Задание 1:
Определите, согласуются ли с отрывком следующие утверждения: (a) Артюх был родом из Одессы; (b) Виктор Федотов уходил в самоволку через дырку в заборе; (c) курсантам уже известно, в какой город переводят училище. На каждое ответьте «да» или «нет» и приведите решающие слова отрывка в точной цитате.
Задание 2:
Воспроизведите без изменений фрагмент отрывка от слов «Матевосян хлопнул себя» до слов «никогда не попадался.» включительно.

═══ Предложенный отрывок ═══

Старшина Артюх был единственный из курсантов, кто награжден медалью «За отвагу» в боях, на реке Халхин-Гол. Уроженец Одессы, он олицетворял собою неповторимый юмор и жизнерадостность. Его низкорослая фигурка на коротких и кривых ногах казалась спрессованной из камня. Физиономия Артюха напоминала луну, как ее обычно рисуют в детских сказках. Помимо всего, Артюх был страстным женолюбом и ежедневно после отбоя отправлялся «по бабам».
Уже после нашего производства в офицеры старик Матевосян спросил у Виктора Федотова: «Дело прошлое, в Устюге я все ваши дырки в заборе знал, через которые в самоволку бегали. Одной только не знал. Скажи, где была эта дырка?»
– Через окно, товарищ полковой комиссар, по водосточной трубе.
Матевосян хлопнул себя по лбу, весело засмеялся и произнес:
– Скажи пожаласта, а! Ай да мальчишки! Провели старика! Я все ваши ходы знал, а про этот нэ догадался!
Равных Артюху на почве Эроса не было во всем училище. Лазал он и по водосточной трубе, и через забор, и прямо через проходную. И никогда не попадался.
– У тебя такая рожа, Артюх, – как бы в шутку сказал Мкартанянц, – что, что бы ты ни сделал, всем ясно, что делаешь ты все это не иначе, как на «законных основаниях».
– Таки у нас же ж в Одессе иначе ж нельзя, – отвечал Артюх, нимало не смущаясь.
Невозможно было смотреть без хохота на то, как, вернувшись в казарму утром, усталый и невыспавшийся Артюх начинал картинный рассказ о прошедшем ночном свидании, не забывая мельчайших подробностей и оригинальных деталей. На занятиях он безмятежно спал.
2 октября.
Ночной поход по тревоге. В проливной дождь, по грязи мы идем форсированным маршем на двадцать километров. По ходу учений то и дело разворачиваемся в боевые порядки побатарейно. Задача: тренировка управления орудием и наводка по реперу в условиях плохой видимости. Я не вынес темпа и упал, потеряв сознание, сердце учащенно билось, глаза застилал туман, во рту все пересохло. Фельдшер, сопровождавший нас, приказал возвратиться в казарму.
3 октября.
Ошеломляющая новость: училище переводят в другой город. Но в какой же именно?! Этого пока еще никто не знает.Я тотчас иносказательно предупреждаю свою мать, намекая ей, что возможен перебой с доставкой почты или задержка ее «в пути». Большего, в условиях военного времени и цензуры, я сообщить не мог. Должна догадаться сама.

═══ Строки данных ═══

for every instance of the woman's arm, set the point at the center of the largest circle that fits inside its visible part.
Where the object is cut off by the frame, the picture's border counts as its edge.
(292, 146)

═══

Правильный ответ 1:
(a) Да: «Уроженец Одессы, он олицетворял собою неповторимый юмор и жизнерадостность».
(b) Нет: «Через окно, товарищ полковой комиссар, по водосточной трубе».
(c) Нет: «Но в какой же именно?! Этого пока еще никто не знает».

Правильный ответ 2:
Матевосян хлопнул себя по лбу, весело засмеялся и произнес:
– Скажи пожаласта, а! Ай да мальчишки! Провели старика! Я все ваши ходы знал, а про этот нэ догадался!
Равных Артюху на почве Эроса не было во всем училище. Лазал он и по водосточной трубе, и через забор, и прямо через проходную. И никогда не попадался.